═══ Excerpted data

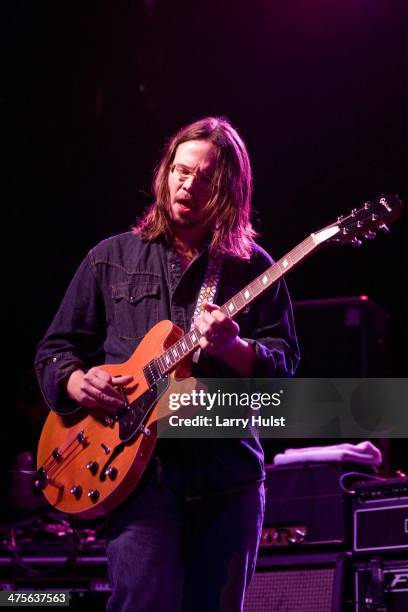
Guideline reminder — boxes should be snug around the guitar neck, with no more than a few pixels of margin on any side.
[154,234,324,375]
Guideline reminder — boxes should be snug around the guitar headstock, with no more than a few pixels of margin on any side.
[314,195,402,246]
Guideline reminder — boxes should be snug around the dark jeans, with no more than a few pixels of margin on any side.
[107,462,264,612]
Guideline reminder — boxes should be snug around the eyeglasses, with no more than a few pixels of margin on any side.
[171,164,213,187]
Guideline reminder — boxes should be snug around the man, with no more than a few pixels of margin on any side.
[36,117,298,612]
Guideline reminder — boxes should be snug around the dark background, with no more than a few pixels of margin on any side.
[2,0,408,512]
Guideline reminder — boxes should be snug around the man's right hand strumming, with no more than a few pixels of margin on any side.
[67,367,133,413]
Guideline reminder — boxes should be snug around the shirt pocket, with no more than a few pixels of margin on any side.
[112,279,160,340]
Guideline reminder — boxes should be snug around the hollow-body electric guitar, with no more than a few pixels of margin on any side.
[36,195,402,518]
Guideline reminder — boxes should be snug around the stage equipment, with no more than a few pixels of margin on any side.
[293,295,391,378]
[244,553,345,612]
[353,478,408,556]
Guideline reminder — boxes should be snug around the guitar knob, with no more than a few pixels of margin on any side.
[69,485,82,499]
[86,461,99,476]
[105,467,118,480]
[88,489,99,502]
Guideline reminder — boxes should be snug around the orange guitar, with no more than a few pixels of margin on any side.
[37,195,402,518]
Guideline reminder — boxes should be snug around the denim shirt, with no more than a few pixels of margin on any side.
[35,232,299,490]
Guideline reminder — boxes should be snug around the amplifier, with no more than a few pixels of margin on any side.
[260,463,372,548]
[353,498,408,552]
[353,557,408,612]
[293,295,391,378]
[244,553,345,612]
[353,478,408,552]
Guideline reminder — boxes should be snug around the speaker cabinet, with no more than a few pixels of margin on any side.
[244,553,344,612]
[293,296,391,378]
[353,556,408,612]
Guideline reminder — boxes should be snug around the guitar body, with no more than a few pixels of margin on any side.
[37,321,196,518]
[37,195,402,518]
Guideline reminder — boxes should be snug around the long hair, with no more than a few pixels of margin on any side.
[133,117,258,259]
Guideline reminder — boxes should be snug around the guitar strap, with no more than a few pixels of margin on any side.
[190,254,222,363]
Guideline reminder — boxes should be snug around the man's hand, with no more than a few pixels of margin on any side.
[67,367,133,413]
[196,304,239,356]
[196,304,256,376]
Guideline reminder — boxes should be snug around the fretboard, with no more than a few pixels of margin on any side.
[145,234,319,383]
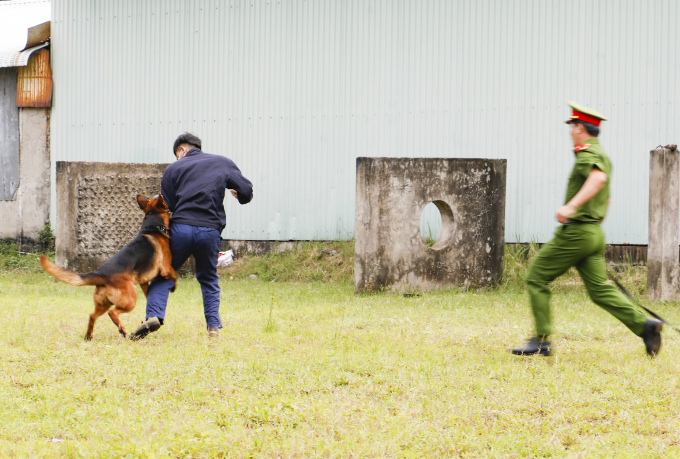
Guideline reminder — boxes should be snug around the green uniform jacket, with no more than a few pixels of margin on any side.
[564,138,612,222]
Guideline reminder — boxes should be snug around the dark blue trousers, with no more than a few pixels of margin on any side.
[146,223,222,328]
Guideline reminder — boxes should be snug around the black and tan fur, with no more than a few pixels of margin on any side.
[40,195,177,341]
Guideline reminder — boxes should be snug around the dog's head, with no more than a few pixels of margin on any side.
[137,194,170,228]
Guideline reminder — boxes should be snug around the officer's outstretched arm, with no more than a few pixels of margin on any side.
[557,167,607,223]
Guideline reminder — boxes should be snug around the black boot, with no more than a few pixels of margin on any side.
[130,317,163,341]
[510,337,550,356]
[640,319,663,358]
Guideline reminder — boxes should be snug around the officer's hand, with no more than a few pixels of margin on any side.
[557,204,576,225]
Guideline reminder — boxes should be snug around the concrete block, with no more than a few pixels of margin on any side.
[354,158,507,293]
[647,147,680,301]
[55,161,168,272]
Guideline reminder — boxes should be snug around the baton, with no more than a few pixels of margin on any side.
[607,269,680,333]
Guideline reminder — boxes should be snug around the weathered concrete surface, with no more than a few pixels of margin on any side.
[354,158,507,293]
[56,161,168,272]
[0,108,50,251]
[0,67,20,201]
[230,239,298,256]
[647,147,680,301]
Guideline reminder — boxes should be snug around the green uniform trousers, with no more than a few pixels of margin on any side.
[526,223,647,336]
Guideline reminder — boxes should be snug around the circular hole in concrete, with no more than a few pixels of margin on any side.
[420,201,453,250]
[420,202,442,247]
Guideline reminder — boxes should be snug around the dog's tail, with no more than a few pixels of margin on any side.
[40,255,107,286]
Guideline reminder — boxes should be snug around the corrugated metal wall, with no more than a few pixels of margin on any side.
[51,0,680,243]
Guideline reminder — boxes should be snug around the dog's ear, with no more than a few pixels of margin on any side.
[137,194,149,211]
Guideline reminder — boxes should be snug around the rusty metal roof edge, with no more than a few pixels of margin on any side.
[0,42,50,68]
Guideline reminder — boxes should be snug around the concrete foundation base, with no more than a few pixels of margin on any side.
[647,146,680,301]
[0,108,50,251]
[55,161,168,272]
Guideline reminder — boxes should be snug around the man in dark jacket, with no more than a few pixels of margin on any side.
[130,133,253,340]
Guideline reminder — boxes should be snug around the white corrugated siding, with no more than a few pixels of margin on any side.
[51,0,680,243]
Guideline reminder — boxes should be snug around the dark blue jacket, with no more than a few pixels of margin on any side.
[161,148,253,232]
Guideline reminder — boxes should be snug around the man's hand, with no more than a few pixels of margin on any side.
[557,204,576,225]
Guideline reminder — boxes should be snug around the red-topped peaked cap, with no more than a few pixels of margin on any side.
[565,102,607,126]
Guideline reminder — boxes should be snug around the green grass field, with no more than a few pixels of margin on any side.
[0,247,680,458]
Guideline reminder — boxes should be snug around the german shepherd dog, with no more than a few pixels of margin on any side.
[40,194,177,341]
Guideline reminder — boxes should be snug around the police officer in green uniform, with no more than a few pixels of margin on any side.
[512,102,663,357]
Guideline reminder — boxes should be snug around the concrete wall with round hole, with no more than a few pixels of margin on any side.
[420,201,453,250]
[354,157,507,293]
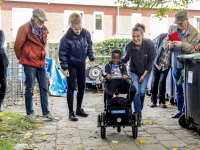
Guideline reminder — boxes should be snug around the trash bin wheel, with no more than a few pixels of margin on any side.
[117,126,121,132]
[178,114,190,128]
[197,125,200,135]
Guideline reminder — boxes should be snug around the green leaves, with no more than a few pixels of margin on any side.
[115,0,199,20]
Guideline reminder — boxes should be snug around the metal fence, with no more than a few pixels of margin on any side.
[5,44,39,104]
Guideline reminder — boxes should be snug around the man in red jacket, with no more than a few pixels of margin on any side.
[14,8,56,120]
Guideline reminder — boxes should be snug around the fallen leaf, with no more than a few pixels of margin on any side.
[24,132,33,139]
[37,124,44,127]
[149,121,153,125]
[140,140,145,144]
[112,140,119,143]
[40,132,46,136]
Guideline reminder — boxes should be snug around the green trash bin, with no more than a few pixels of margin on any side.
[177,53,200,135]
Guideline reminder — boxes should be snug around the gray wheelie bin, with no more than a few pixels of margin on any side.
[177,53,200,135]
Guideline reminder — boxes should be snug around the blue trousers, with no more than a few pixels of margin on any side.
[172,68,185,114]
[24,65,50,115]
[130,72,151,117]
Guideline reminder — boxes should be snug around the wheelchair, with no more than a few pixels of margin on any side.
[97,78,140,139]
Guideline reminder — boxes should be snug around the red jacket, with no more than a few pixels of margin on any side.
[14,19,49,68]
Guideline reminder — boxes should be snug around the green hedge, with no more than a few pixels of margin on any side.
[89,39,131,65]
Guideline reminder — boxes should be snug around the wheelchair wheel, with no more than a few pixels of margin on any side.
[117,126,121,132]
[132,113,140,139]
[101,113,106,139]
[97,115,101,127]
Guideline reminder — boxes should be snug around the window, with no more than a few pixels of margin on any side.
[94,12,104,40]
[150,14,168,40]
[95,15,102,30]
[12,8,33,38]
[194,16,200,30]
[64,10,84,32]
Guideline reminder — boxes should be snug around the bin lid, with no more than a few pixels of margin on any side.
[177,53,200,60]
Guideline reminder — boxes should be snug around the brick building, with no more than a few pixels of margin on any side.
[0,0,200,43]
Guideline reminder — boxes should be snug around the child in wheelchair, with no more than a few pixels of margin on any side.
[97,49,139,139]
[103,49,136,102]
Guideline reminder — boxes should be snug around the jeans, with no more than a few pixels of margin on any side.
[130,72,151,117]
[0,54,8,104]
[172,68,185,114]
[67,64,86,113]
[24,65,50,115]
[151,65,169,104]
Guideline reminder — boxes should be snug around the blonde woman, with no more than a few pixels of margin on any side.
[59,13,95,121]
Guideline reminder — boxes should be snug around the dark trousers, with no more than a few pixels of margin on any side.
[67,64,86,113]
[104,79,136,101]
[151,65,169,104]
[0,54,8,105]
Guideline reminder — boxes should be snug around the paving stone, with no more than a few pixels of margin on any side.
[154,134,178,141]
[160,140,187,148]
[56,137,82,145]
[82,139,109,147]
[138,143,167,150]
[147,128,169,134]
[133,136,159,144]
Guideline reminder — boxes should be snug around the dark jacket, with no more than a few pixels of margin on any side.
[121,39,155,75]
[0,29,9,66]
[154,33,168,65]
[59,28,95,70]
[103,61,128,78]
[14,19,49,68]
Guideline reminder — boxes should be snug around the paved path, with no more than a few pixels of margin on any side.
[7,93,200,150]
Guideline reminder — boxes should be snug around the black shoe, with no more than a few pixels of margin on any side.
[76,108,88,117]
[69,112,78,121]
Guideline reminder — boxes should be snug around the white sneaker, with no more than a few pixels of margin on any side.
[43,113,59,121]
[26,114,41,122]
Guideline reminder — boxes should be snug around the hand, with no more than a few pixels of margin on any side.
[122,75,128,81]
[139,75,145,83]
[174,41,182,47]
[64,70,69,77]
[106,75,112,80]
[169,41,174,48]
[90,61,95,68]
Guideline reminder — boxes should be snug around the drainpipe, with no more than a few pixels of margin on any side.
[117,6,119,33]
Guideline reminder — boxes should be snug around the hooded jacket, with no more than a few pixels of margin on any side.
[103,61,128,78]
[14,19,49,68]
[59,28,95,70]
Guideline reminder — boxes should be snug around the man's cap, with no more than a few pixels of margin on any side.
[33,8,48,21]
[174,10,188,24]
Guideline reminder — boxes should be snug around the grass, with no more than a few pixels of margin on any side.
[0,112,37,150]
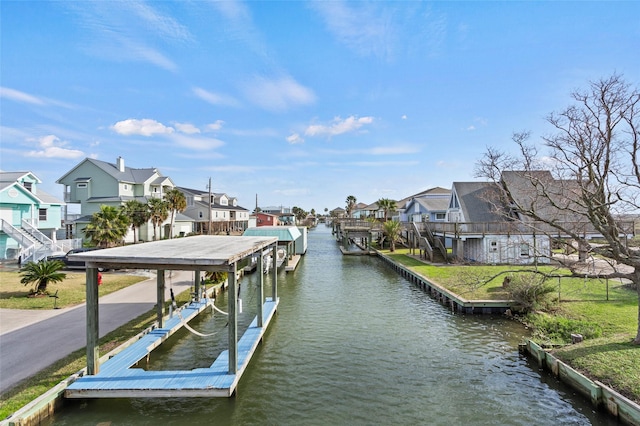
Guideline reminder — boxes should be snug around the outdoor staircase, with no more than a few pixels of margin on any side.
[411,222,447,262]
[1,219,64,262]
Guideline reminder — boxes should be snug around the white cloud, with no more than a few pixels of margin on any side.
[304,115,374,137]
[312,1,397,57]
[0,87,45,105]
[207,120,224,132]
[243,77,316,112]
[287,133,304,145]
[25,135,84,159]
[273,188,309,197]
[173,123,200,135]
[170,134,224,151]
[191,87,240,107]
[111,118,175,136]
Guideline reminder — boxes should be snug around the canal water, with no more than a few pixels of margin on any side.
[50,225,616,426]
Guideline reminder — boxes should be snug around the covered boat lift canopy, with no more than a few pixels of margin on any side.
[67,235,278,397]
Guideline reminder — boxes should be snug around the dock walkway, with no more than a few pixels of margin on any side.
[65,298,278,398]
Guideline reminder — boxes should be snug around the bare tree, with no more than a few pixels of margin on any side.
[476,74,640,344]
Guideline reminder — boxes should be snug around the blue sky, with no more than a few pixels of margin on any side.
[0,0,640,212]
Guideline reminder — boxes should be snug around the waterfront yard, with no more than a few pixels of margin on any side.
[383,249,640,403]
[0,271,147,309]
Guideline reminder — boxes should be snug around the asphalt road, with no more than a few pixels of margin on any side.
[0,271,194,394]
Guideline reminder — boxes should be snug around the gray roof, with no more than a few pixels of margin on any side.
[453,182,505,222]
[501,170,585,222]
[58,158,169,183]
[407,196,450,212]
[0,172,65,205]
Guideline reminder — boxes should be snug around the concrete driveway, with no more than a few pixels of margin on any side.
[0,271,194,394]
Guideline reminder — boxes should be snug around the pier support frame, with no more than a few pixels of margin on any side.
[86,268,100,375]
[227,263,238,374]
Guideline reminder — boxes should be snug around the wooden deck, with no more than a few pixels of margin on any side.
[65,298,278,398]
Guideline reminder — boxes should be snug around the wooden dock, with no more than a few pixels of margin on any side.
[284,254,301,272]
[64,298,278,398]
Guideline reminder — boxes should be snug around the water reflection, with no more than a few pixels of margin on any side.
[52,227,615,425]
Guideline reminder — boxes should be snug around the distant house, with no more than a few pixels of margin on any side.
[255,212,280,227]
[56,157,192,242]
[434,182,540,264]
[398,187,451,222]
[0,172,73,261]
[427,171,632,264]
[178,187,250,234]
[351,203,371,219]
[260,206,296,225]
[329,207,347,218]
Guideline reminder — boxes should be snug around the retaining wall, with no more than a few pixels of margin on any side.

══════

▶ Task description
Edit the rows from the line containing "guitar knob, with" through the line containing "[35,232,299,490]", changing "orange guitar" to "sunburst guitar" and leaving everything else unchanged. Give back only those lines.

▶ Task response
Guideline reminder — boxes should be snug around the guitar knob, with no more than a few pixels of margin on any side.
[69,485,82,499]
[86,461,99,476]
[105,467,118,480]
[88,489,99,502]
Guideline reminder — boxes should be snug around the sunburst guitar, with no more than a few pixels of margin on any side.
[37,195,402,518]
Guideline reminder — boxes should be snug around the denim shirt, with no more than a few pixels of margin on any side.
[35,232,299,490]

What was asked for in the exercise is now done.